→ Set problem 1: In the passage on fermium nuclei, in what year was the strength of the shell effect at neutron number 152 measured through high-precision mass measurements at GSI/FAIR?
→ Set problem 2: Render this sentence from the passage on fermium nuclei in Spanish: "This effect was found for lighter, spherical atomic nuclei up to lead."
[Extract start]
Gas-cell setup used at GSI/FAIR for the investigation of the short-lived fermium isotopes with the glowing desorption filament.
Photo: G. Otto, GSI/FAIR

Quantum mechanical effects induced by the building blocks of atomic nuclei, the protons and neutrons, which together make up the nucleus, are explained by the nuclear shell model. Similar to atoms, where filled electron shells lead to chemical stability and inertness, nuclei with filled nuclear shells (containing so-called “magic” numbers of protons/neutrons) exhibit an increased stability. Consequently, their nuclear binding energies and their lifetimes increase. In lighter nuclei, filled nuclear shells are known to also influence trends in the nuclear charge radii.

Using laser spectroscopy methods, subtle changes in the atomic structure can be analyzed, which in turn provide information about nuclear properties such as the nuclear charge radius, i.e. the distribution of protons in the atomic nucleus. Studies of several atomic nuclei of the same element, but with different neutron numbers, have revealed a steady increase in this radius, unless a magic number is crossed. Then, a kink is observed, as the slope of the radial increase changes at the shell closure. This effect was found for lighter, spherical atomic nuclei up to lead.

New insight into the nuclear structure of heavy nuclei

“Using a laser-based method, we investigated fermium atomic nuclei, which possess 100 protons, and between 145 and 157 neutrons. Specifically, we studied the influence of quantum mechanical shell effects on the size of the atomic nuclei. This allowed shedding light on the structure of these nuclei in the range around the known shell effect at neutron number 152 from a new perspective,” explains Dr. Sebastian Raeder, the spokesperson of the experiment at GSI/FAIR. “At this neutron number, the signature of a neutron shell closure was previously observed in trends of the nuclear binding energy. The strength of the shell effect was measured by high-precision mass measurements at GSI/FAIR in 2012. As mass is equivalent to energy according to Einstein, these mass measurements gave hints about the extra binding energy the shell effect provides. Atomic nuclei around neutron number 152 are an ideal testbench for deeper studies, as they happen to be shaped more like a rugby-ball, rather than spherical. This deformation allows the many protons in their nuclei to be further apart than in a spherical nucleus.”
[Extract end]
[Extracted material start]
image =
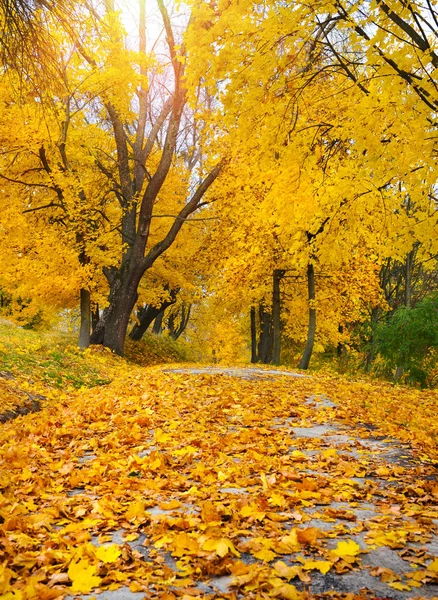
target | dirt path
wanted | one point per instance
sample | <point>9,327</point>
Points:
<point>350,487</point>
<point>216,484</point>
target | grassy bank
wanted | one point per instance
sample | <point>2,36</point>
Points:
<point>38,365</point>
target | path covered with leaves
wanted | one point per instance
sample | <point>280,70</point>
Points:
<point>176,484</point>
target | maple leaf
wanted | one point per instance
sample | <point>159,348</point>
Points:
<point>83,576</point>
<point>344,549</point>
<point>323,566</point>
<point>286,591</point>
<point>108,554</point>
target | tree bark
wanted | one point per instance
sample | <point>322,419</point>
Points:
<point>84,334</point>
<point>175,332</point>
<point>95,317</point>
<point>311,330</point>
<point>149,313</point>
<point>254,357</point>
<point>265,342</point>
<point>158,323</point>
<point>276,316</point>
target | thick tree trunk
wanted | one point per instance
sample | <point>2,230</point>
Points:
<point>158,323</point>
<point>276,316</point>
<point>84,334</point>
<point>254,357</point>
<point>311,330</point>
<point>112,327</point>
<point>145,316</point>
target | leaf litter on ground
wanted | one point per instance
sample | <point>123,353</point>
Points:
<point>212,478</point>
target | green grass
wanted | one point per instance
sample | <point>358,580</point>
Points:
<point>53,358</point>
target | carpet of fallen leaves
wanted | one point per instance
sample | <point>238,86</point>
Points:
<point>206,474</point>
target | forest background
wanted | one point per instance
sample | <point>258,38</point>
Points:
<point>258,179</point>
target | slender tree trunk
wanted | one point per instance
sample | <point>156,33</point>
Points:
<point>408,279</point>
<point>84,334</point>
<point>340,347</point>
<point>265,343</point>
<point>371,352</point>
<point>276,316</point>
<point>158,323</point>
<point>254,357</point>
<point>95,316</point>
<point>311,330</point>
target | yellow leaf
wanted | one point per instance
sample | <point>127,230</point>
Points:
<point>349,548</point>
<point>83,577</point>
<point>322,565</point>
<point>400,586</point>
<point>285,571</point>
<point>329,453</point>
<point>108,554</point>
<point>433,566</point>
<point>170,505</point>
<point>287,591</point>
<point>136,509</point>
<point>221,546</point>
<point>265,555</point>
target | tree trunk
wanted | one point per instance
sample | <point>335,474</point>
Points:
[Extracted material end]
→ Complete answer 1: 2012

→ Complete answer 2: Este efecto se encontró en núcleos atómicos esféricos más ligeros, hasta el plomo.